__THE TASK__.
Report every line of the rows below that contains the word "moth", copying each such line in full. Case counts.

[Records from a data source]
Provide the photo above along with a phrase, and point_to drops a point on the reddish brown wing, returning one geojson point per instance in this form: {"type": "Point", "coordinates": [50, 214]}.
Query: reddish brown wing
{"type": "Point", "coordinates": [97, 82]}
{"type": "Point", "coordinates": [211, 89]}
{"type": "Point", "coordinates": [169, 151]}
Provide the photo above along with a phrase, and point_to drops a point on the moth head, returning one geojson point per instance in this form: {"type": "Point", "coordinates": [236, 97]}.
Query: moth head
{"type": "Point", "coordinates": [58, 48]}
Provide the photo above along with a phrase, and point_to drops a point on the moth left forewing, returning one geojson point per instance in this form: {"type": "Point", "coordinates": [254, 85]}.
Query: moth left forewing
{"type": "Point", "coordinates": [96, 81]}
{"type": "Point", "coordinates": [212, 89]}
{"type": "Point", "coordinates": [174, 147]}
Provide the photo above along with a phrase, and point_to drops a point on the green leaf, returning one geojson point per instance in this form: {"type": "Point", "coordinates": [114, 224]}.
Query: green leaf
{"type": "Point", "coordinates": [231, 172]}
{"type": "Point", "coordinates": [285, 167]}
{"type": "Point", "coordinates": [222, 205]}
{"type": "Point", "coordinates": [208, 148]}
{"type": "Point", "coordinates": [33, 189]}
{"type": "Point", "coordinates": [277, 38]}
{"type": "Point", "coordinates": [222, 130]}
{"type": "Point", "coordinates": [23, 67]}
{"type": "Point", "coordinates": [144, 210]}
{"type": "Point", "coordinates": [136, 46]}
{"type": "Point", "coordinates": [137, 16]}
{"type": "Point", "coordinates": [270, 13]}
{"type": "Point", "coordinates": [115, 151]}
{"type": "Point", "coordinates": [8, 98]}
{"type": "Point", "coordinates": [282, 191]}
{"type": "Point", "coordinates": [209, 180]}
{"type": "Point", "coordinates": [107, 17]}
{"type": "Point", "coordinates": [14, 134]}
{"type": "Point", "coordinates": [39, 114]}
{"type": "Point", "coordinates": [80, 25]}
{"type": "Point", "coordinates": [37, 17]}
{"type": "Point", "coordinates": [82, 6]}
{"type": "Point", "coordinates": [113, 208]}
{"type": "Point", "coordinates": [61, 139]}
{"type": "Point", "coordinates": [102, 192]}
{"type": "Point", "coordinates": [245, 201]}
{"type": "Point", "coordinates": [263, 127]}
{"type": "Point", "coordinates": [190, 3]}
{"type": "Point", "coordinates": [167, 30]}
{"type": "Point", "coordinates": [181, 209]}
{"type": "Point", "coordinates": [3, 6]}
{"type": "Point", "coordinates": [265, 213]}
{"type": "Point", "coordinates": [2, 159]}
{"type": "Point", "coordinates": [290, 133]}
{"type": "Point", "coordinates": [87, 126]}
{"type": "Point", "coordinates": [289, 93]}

__RESPONSE__.
Provide the photo above along with a phrase, and point_to drops a point on the moth head, returning one geojson point per instance in this form: {"type": "Point", "coordinates": [236, 97]}.
Query: moth head
Provide the photo above along with a phrase, and point_to drops a point on the moth left forewing, returning one geojson point per instance in this form: {"type": "Point", "coordinates": [254, 85]}.
Query: moth left forewing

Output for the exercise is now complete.